##### DATA LISTING #####
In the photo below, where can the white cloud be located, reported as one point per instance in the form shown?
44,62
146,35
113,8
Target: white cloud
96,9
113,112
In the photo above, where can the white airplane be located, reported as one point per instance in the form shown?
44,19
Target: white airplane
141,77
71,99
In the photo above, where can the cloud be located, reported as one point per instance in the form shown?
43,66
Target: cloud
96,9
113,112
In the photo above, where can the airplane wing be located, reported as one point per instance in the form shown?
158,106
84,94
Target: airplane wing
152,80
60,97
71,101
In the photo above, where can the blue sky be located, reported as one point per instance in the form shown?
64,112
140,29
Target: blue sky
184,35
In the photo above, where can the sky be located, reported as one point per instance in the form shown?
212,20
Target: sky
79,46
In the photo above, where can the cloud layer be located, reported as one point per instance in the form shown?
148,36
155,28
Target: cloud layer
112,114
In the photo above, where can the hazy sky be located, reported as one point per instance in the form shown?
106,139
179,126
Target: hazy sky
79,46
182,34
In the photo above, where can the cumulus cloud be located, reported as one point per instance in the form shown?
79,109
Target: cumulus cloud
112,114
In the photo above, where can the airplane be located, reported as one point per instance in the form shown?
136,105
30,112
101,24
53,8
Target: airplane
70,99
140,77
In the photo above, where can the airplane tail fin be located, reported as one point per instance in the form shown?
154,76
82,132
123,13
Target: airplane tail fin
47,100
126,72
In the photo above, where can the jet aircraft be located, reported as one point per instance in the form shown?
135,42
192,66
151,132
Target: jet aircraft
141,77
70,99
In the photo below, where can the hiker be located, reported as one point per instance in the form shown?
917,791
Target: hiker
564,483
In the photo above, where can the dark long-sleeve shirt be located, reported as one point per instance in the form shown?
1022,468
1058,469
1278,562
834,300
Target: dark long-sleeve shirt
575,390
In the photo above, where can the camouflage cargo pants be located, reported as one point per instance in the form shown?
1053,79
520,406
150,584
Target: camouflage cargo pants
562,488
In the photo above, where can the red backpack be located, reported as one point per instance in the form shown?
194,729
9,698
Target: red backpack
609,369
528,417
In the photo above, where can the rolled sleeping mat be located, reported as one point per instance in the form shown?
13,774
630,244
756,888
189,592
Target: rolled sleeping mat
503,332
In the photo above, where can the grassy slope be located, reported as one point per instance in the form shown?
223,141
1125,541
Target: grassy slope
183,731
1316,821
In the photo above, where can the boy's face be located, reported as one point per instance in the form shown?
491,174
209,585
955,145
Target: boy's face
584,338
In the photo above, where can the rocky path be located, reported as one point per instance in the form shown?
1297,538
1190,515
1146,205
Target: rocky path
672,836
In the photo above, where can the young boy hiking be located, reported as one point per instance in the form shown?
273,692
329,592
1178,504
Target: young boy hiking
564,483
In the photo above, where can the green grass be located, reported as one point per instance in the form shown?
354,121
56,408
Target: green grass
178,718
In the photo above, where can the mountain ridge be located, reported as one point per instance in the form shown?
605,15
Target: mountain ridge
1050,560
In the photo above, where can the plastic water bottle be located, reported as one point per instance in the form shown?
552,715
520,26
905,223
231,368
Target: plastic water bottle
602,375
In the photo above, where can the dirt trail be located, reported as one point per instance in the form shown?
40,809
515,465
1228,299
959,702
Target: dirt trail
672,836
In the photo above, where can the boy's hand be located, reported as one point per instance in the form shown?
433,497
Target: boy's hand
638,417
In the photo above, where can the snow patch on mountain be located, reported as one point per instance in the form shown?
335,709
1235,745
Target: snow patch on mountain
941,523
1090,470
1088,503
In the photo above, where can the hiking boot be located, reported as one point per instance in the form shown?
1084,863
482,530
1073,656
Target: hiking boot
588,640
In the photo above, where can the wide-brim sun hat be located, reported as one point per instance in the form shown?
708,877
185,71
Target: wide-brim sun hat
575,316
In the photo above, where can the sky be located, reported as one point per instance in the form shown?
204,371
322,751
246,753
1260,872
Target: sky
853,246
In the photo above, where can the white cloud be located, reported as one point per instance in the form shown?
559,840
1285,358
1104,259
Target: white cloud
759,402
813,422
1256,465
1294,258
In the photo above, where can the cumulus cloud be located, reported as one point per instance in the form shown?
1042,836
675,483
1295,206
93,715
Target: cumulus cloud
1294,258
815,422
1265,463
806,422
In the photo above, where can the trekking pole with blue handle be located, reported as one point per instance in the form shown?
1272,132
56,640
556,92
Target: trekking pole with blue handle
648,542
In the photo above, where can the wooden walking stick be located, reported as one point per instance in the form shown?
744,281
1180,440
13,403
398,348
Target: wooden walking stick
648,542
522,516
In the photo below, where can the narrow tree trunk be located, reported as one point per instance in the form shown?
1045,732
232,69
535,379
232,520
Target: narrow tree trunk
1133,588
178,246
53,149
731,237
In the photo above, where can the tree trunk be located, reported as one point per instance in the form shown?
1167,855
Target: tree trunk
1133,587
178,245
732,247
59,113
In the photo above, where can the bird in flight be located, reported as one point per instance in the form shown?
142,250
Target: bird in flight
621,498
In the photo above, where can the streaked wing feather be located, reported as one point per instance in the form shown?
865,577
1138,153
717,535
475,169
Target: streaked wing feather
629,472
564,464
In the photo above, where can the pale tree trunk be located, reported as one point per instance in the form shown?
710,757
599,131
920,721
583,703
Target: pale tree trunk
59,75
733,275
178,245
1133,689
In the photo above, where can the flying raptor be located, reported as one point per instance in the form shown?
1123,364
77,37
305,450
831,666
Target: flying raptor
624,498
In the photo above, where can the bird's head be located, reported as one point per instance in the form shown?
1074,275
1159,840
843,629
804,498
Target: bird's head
#####
- [EXERCISE INSTRUCTIONS] Reproduce every one of the records above with no changes.

- [EXPECTED ANSWER]
In the photo below, where can the white cloud be located, reported as one point per instance in the form shown?
44,62
146,35
113,8
Target: white cloud
96,9
113,112
In the photo above, where can the white airplane be located, reported as one point per instance in the form shown?
44,19
Target: white airplane
141,77
71,99
In the photo above, where can the cloud be located, reported as one point per instance in the form shown?
43,66
Target: cloud
96,9
113,112
In the photo above, where can the airplane wing be located, reported as one point per instance in the form shown?
158,106
84,94
Target: airplane wing
152,80
60,97
71,101
In the photo above, where can the blue sky be located, reported as one point per instance in the form shown?
64,112
140,29
Target: blue sky
184,35
In the photo above, where can the sky be located, reported as one point per instance in the form shown?
212,20
Target: sky
79,46
In the photo above, where can the cloud layer be located, reported as one point per instance in the form shown?
148,36
155,28
Target: cloud layer
112,114
In the photo above, where can the hazy sky be located, reported as one point per instance in the form shown?
106,139
179,126
Target: hazy sky
79,46
182,34
In the photo above, where can the cumulus cloud be located, reported as one point per instance in the form shown?
79,109
Target: cumulus cloud
112,114
In the photo above, where can the airplane be located, reported as one point per instance in the form shown?
136,105
30,112
101,24
53,8
Target: airplane
70,99
140,77
In the photo above, where can the airplane tail fin be located, reported as one point per instance in the form shown?
154,76
82,132
123,13
Target: airplane tail fin
47,100
126,72
In the photo above, where can the jet aircraft be located, reported as one point per instance in the form shown?
135,42
192,66
151,132
Target: jet aircraft
141,77
70,99
In the photo below, where can the hiker be located, reported as one point per instance in the form shown?
917,791
Target: hiker
564,483
In the photo above, where can the dark long-sleeve shirt be located, reported as one point per instance in the form shown?
1022,468
1058,469
1278,562
834,300
Target: dark long-sleeve shirt
575,390
In the photo above, where can the camouflage cargo pants be located, reported as one point per instance in the form shown?
1053,79
520,406
150,584
Target: camouflage cargo pants
562,488
In the photo above, where can the red backpack be located, reported as one point per instance in the form shown?
194,729
9,698
Target: red backpack
609,369
528,417
In the photo above, where can the rolled sleeping mat be located, reported as one point per instance in the form shown?
13,774
630,244
756,888
189,592
Target: rolled sleeping mat
503,332
In the photo above, where can the grassy slope be located, reported as one point per instance in the form shown?
223,141
1125,541
Target: grassy slope
183,731
1316,821
In the photo above, where can the boy's face be located, reported as one point per instance in the form shown?
491,174
209,585
955,145
Target: boy's face
584,338
In the photo above, where can the rocky path be located, reported as one point per instance in the form shown?
1297,538
1190,515
1146,205
Target: rocky path
672,836
In the photo above, where can the young boy hiking be located, reported as one point per instance in the form shown?
273,692
329,592
1178,504
Target: young boy hiking
564,483
In the photo above, where can the green grass be located, reported as one point per instance in the form shown?
354,121
56,408
Target: green grass
178,718
In the photo above, where can the mountain ridge be located, reported as one point per instance in the form shown?
605,15
Target: mountain ridge
1050,560
In the photo above, where can the plastic water bottle be located, reported as one point per instance in the form shown?
552,715
520,26
905,223
231,368
Target: plastic water bottle
602,375
In the photo above, where can the dirt trail be located, reported as one point per instance in the form shown?
40,809
515,465
1228,299
959,702
Target: dirt trail
672,836
In the photo above, where can the boy's hand be located, reported as one point per instance in the form shown?
433,497
Target: boy's hand
638,417
In the photo above, where can the snow patch on mountain be located, reported as one point per instance in the form shown?
335,709
1235,745
Target: snow patch on mountain
941,523
1090,470
1088,503
In the photo above, where can the hiking boot be located, reported as one point per instance in the form shown?
1084,863
482,530
1073,656
Target: hiking boot
588,640
In the photo above, where can the wide-brim sun hat be located, reported as one point per instance in the form shown?
708,877
185,71
Target: wide-brim sun hat
575,316
In the photo above, where can the sky be located, reported as one point per instance in the form shown?
204,371
322,751
246,753
1260,872
Target: sky
853,246
In the photo above, where can the white cloud be located, reported as one point per instance in the form shown?
559,840
1285,358
1104,259
Target: white cloud
759,402
813,422
1256,465
1294,258
In the photo above, where can the cumulus cloud be located, reported as one point per instance in the form shown?
1042,836
675,483
1295,206
93,715
Target: cumulus cloud
1294,258
815,422
1265,463
806,422
In the photo above, where can the trekking pole with blue handle be located, reported as one point per instance in the form shown?
1272,132
56,640
556,92
Target: trekking pole with blue handle
648,542
In the photo above, where can the wooden walking stick be located, reported as one point per instance in the form shown?
744,281
1180,440
13,403
398,348
Target: wooden walking stick
648,542
522,516
In the photo below, where can the narrow tree trunk be located, reported as one point per instance in the form shown?
1045,732
232,69
535,379
232,520
Target: narrow tree trunk
1133,588
178,246
53,149
731,237
In the photo above, where can the tree trunk be located, reported as one point per instance in the form shown?
1167,855
Target: tree trunk
1133,587
178,245
732,247
59,113
In the photo above, where can the bird in flight be located, reported as one point per instance in the form shown?
142,250
Target: bird in flight
621,498
In the photo above, where can the streaked wing feather be located, reported as one point per instance in the form shown?
865,577
1138,153
717,535
475,169
Target: streaked wing feather
629,472
564,464
In the photo above, where can the pale tree trunk be located, reported as one point per instance in the form shown?
710,757
599,131
920,721
583,703
Target: pale tree trunk
59,75
733,275
178,245
1133,689
In the photo above, where can the flying raptor be located, reported as one point per instance in the form shown?
1123,364
77,37
305,450
831,666
Target: flying raptor
624,498
In the photo above, where can the bird's head be located, reported as one point per instance in the form shown?
1074,275
1159,840
843,629
804,498
Target: bird's head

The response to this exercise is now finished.